09 January 2013

Shades of gray

Skies around Saint-Aignan have stayed very gray for days and days now. The weather is about to change, but not necessarily in a good way. Today our low gray clouds are supposed to turn into... dreary rain, which is moving in from Brittany and the Atlantic Ocean.

Then it's supposed to turn cold. You really have to find ways to entertain yourself over the winter in this part of the world. Cooking, of course, is one of my preferred pastimes. Not to mention eating. And walking the dog.

These are pictures I've taken recently around the neighorhood. Here's our back yard in winter.

Another activity that helps make the time pass is surfing the web. Learning something new. Reading blogs and newspaper articles on the computer. Writing a blog. Taking and processing photos.

So I bought myself a new computer yesterday. It's a tablet. I'm supposed to get it on Friday, delivered to the front door. I found the model I wanted at a reasonable price chez Darty, which is a chain of stores selling computers, home electronics, and appliances of all kinds. There's a bricks-and-mortar Darty store up in Blois.

A linden (or "lime") tree in the back yard, with our grape vines and apple and hazelnut trees.

I decided to buy the computer here in France rather than in the U.S. on my upcoming trip. Computers cost more here. The sales tax is 20%, for example, while in the U.S. I can buy a computer tax-free. And then the dollar is low against the euro, so prices seem higher here.

Neighbors' houses

At the same time, if I'm not satisfied with the new computer for any reason, I will be able to (try to) get it exchanged or replaced by the local merchant. Having to send something like a tablet computer back to the U.S. for repair, replacement, or exchange would be a nightmare.

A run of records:
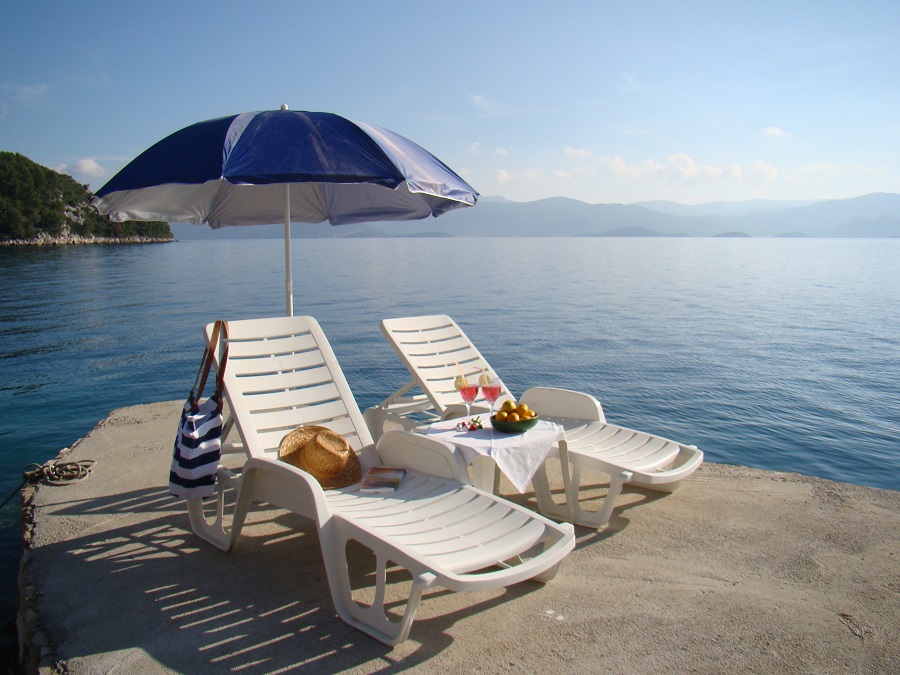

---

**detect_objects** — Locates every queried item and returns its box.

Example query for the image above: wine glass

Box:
[456,377,479,424]
[479,373,501,417]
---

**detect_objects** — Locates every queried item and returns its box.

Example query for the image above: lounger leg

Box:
[567,465,634,528]
[187,468,247,551]
[320,528,437,646]
[531,464,572,521]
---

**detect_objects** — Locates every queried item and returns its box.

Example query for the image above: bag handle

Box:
[191,321,228,398]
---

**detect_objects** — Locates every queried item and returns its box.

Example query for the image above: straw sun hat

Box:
[278,426,362,489]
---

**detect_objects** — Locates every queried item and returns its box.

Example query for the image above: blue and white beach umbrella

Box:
[92,106,478,316]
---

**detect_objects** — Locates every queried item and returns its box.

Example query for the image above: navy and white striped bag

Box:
[169,321,228,499]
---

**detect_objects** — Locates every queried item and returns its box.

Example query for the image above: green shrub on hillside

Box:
[0,152,172,240]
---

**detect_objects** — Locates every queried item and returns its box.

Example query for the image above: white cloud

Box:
[748,159,781,183]
[553,166,597,183]
[565,145,591,157]
[763,127,791,138]
[666,152,700,180]
[73,157,106,178]
[602,155,666,178]
[0,84,50,103]
[622,73,647,91]
[470,94,510,117]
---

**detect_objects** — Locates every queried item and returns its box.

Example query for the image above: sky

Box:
[0,0,900,204]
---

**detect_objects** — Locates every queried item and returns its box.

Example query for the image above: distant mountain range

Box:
[171,193,900,240]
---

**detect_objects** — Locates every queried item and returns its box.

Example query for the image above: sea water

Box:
[0,238,900,656]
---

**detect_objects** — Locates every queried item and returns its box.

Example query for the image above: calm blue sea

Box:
[0,238,900,660]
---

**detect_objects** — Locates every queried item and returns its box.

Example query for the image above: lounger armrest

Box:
[519,387,606,422]
[241,457,331,526]
[375,430,469,483]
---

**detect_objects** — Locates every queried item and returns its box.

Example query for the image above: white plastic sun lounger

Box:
[364,316,513,439]
[188,317,575,645]
[366,315,703,527]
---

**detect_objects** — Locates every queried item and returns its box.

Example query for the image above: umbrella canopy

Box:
[92,106,478,315]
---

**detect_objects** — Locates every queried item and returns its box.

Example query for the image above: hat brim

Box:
[278,425,362,490]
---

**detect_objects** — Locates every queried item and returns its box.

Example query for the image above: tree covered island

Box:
[0,151,173,245]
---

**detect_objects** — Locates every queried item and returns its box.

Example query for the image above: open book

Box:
[359,466,406,492]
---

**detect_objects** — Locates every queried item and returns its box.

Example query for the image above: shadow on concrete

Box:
[33,489,541,673]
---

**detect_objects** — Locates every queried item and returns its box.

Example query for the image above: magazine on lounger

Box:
[359,466,406,493]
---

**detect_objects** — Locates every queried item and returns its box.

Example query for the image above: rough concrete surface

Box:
[17,401,900,673]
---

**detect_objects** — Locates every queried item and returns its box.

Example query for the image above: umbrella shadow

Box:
[502,481,668,549]
[29,489,540,673]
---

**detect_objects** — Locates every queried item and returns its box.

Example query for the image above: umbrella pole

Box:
[284,184,294,316]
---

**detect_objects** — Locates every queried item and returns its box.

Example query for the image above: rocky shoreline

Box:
[0,232,175,246]
[18,400,900,675]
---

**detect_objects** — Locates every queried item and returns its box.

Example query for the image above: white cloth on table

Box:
[426,419,562,493]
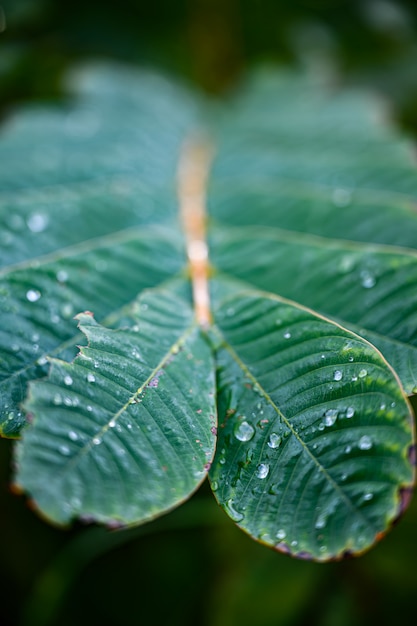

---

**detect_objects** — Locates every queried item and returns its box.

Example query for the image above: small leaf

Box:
[16,291,215,525]
[210,292,414,560]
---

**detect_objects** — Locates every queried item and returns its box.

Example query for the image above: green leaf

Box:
[0,67,195,437]
[16,291,216,525]
[213,228,417,394]
[208,73,417,394]
[0,228,183,437]
[0,67,417,560]
[210,292,413,560]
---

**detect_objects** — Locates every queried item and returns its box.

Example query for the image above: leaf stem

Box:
[178,137,212,328]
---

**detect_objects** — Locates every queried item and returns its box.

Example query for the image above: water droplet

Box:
[358,435,372,450]
[60,302,74,319]
[226,498,244,522]
[361,270,376,289]
[26,289,41,302]
[332,187,352,208]
[95,259,107,272]
[27,213,49,233]
[324,409,339,426]
[314,514,327,529]
[56,270,68,283]
[256,463,269,478]
[268,433,281,449]
[234,421,255,441]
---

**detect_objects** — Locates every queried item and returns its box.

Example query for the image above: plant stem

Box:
[178,138,212,328]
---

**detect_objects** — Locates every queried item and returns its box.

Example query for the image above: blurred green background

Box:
[0,0,417,626]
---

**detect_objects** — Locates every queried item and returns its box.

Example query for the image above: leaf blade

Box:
[210,292,413,560]
[16,292,215,525]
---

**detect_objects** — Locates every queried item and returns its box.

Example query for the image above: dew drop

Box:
[268,433,281,450]
[361,270,376,289]
[56,270,68,283]
[60,302,74,319]
[358,435,372,450]
[234,421,255,441]
[256,463,269,478]
[332,187,352,208]
[27,213,49,233]
[26,289,41,302]
[324,409,338,426]
[226,498,244,522]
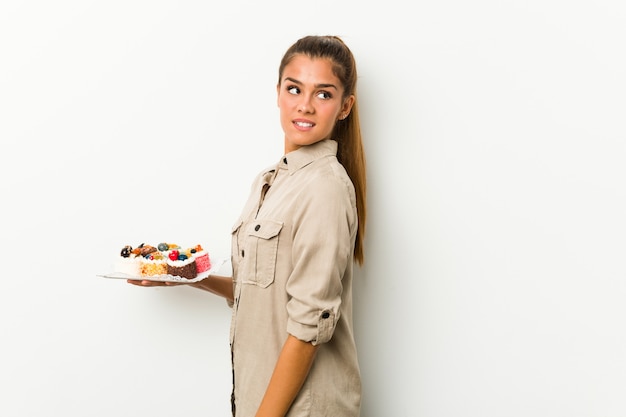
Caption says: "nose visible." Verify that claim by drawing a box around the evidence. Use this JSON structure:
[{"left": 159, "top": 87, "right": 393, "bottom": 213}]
[{"left": 298, "top": 94, "right": 313, "bottom": 113}]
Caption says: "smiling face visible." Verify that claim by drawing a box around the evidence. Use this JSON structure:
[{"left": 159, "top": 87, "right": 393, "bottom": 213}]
[{"left": 277, "top": 55, "right": 354, "bottom": 153}]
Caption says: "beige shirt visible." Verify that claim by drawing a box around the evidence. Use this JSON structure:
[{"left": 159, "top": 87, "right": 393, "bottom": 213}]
[{"left": 230, "top": 140, "right": 361, "bottom": 417}]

#### [WORK TO COMPLETE]
a - In the Saint-Aignan blog post, what sales tax rate does the writer give for computers bought in France?
b - Resume the Saint-Aignan blog post from the point where it stops.

#### [TASK RESPONSES]
a - 20%

b -
The weed-filled pond out back, and our hedge and house

Another factor in buying a computer is the keyboard. Did you know that every country has its own peculiar keyboard layout? There are French French, Belgian French, Swiss French, and Canadian French keyboards, for example, and they are all at least slightly different. Certain keys are in unexpected places when you are used to your own country's — the U.S., in my case — keyboard layout.

On the French French keyboard, for example, the A and Q keys are swapped (Q is a character that is much used in French, with words like que, qui, quoi, quel, quand, and on and on). The Z and W keys are swapped too. The comma is in the wrong place, and the period is a shifted character. All the numbers are shifted characters too. If you are used to typing by touch, without looking at the keyboard much, you are in trouble.

Another view of the back yard

Even the British English keyboard is different from the American English keyboard (but only slightly — the @ key is in a different place, for example). I have a laptop computer with a British keyboard — I ordered it from Amazon in the United Kingdom. Walt and I both have British keyboards on our desktop computers. I had to order mine separately, from England, because the French computer I bought (a Dell) came with a French keyboard.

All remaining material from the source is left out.